*Problem statement*: Return the lines of the data below exactly. Start at the first and end with the line containing "box: [1195, 790, 1532, 1060]".

(Collected data)
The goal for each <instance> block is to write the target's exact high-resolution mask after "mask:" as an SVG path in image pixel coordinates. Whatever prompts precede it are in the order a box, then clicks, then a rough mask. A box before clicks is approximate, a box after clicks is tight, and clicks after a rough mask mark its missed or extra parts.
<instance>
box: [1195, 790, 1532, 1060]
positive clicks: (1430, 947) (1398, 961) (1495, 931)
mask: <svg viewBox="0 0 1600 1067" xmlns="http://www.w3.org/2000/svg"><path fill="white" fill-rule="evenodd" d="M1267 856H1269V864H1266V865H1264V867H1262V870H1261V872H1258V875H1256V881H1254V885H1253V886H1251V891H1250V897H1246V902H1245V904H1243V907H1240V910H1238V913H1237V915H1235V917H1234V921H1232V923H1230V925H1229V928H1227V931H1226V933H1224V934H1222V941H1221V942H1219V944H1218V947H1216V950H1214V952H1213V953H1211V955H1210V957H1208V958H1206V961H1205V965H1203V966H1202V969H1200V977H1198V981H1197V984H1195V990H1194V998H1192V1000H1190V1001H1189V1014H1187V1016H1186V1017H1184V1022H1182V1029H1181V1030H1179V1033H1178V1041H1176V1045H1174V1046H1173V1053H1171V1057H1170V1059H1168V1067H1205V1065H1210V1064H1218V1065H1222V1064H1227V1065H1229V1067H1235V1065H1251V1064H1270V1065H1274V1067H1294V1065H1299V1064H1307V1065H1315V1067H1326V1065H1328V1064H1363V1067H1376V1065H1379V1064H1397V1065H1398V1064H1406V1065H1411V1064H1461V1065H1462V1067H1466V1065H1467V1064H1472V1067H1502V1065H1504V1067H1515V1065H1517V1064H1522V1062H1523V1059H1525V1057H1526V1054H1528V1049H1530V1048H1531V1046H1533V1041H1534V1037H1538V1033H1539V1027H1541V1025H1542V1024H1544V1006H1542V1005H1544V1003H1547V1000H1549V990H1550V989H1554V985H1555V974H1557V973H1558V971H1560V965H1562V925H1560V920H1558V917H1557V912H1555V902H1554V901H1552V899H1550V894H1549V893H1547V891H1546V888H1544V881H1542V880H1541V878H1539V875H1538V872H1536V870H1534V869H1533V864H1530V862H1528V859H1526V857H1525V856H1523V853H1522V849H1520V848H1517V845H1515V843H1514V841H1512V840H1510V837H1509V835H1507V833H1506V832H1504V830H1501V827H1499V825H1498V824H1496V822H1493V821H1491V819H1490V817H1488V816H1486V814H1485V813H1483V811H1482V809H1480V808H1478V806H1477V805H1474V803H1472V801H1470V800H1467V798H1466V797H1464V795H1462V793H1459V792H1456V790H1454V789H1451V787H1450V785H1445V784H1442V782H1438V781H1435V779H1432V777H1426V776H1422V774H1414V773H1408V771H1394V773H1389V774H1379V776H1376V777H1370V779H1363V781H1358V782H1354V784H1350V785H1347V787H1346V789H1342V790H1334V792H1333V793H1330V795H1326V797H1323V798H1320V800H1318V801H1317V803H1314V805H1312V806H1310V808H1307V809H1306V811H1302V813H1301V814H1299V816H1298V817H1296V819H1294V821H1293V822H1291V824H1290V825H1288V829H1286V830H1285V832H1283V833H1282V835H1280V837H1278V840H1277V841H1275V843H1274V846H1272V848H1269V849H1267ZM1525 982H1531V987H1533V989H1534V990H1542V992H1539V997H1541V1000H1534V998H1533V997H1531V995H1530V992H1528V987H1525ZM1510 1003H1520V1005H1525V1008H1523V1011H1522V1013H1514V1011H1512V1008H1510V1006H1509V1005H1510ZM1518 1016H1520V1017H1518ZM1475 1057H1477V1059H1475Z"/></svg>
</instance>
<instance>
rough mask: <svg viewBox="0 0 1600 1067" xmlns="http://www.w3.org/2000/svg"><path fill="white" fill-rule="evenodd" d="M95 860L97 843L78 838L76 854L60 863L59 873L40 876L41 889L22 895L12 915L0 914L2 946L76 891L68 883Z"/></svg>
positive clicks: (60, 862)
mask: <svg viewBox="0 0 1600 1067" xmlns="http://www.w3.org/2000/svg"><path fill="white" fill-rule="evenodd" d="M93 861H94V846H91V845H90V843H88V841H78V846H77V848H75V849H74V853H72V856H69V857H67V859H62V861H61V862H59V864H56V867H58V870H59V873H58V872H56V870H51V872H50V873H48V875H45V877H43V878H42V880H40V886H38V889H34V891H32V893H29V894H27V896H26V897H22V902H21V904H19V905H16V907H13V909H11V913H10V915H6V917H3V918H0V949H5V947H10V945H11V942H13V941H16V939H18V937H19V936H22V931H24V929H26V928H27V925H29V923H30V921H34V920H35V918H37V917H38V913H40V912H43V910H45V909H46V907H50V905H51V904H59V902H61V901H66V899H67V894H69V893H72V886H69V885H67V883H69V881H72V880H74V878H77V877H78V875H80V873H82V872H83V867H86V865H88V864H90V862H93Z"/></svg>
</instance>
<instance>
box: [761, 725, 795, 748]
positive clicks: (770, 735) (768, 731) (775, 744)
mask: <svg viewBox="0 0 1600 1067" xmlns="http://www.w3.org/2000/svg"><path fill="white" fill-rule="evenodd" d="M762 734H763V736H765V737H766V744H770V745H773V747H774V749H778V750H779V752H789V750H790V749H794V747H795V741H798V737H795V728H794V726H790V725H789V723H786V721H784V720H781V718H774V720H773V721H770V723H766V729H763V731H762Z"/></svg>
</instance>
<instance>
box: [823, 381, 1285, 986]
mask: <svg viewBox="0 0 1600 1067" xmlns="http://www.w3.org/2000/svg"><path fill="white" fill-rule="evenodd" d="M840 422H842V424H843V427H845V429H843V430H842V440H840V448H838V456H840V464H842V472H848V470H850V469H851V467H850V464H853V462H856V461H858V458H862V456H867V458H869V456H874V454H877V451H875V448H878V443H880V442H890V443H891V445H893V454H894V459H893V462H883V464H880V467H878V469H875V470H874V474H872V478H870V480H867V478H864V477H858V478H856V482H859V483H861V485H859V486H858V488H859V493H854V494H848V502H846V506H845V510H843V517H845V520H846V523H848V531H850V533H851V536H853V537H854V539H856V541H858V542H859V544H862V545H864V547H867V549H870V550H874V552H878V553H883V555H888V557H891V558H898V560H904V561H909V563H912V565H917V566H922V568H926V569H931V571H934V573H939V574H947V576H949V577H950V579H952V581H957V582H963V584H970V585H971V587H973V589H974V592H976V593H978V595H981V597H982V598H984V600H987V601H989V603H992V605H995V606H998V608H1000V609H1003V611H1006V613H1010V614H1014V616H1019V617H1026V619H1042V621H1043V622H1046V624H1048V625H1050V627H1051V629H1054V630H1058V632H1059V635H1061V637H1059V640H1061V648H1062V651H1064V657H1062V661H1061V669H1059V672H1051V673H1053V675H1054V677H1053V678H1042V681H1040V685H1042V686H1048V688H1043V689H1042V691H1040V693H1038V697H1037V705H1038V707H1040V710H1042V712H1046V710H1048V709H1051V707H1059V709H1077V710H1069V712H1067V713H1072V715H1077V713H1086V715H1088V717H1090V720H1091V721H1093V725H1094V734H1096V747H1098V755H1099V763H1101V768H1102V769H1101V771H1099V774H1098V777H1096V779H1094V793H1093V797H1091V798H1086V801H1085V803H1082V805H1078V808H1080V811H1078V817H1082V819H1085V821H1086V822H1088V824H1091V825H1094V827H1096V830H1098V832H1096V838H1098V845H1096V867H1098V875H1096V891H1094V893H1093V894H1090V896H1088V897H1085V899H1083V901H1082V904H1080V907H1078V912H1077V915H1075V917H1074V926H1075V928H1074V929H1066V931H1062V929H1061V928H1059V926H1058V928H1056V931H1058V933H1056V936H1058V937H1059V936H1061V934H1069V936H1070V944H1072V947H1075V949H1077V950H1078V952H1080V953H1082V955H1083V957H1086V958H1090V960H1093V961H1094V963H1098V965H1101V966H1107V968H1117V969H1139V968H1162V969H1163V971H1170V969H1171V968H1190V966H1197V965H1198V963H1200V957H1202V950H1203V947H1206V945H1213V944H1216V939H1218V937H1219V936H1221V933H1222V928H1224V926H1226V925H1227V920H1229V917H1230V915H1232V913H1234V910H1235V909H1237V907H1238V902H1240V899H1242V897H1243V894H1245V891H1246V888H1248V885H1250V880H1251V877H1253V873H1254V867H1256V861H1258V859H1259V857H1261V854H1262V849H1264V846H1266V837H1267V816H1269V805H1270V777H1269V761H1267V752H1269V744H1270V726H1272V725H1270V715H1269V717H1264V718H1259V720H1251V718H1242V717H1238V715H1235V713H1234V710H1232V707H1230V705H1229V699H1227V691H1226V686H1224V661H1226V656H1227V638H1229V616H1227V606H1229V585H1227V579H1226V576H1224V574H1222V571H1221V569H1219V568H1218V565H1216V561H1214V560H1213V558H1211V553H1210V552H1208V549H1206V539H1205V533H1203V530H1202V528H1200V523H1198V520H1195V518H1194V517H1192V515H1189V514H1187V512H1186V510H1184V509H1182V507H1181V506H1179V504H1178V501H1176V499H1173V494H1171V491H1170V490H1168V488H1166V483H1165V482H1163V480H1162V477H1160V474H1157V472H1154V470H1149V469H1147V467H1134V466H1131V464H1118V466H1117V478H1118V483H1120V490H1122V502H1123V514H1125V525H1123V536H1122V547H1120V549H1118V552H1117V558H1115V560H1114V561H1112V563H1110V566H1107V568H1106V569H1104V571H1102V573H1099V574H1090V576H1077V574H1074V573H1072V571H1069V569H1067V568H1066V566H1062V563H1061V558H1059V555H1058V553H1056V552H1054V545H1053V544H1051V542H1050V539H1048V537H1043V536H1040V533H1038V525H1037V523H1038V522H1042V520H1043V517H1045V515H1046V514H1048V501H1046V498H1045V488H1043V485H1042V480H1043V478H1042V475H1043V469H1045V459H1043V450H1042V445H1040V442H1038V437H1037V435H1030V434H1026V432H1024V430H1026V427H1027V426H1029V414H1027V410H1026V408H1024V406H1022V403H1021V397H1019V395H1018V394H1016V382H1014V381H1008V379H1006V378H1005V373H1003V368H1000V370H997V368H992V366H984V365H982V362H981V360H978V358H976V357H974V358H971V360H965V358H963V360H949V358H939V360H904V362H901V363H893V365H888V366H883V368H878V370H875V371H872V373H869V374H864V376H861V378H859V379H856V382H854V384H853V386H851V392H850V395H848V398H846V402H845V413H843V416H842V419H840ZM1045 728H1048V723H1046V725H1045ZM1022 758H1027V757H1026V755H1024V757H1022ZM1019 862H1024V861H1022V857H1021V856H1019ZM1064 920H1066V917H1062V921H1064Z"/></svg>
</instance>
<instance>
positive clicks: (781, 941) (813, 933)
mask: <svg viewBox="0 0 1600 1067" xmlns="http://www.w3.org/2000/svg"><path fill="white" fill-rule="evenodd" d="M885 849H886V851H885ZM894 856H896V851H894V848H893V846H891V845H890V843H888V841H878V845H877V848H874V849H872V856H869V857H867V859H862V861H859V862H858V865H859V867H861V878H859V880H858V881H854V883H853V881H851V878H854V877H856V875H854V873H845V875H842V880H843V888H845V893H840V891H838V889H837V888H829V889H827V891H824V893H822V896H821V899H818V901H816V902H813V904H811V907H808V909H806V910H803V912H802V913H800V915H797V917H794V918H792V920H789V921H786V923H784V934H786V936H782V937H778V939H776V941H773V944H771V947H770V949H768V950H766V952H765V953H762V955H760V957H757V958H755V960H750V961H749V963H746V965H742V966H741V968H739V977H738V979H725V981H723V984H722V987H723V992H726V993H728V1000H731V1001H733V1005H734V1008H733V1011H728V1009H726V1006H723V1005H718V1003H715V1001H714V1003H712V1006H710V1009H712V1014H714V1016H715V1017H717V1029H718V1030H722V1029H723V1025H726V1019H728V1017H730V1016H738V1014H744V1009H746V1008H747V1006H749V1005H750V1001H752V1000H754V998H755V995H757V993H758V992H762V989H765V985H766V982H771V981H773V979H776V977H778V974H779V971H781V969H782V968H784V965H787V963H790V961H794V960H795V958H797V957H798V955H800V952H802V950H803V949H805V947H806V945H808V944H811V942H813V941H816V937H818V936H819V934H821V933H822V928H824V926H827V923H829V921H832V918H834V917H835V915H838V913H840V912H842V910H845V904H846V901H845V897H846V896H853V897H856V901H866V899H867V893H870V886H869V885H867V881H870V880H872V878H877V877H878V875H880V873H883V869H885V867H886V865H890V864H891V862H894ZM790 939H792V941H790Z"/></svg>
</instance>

*Response box*:
The goal for each <instance> block is to write the target's exact high-resolution mask after "mask:" as an SVG path in image pixel coordinates. Whatever prompts precede it are in the order a box, then clicks, then a rough mask. A box before clicks is approximate, a box after clicks is tight, and clicks after a rough mask mark its missed or extra parts.
<instance>
box: [1195, 790, 1532, 1060]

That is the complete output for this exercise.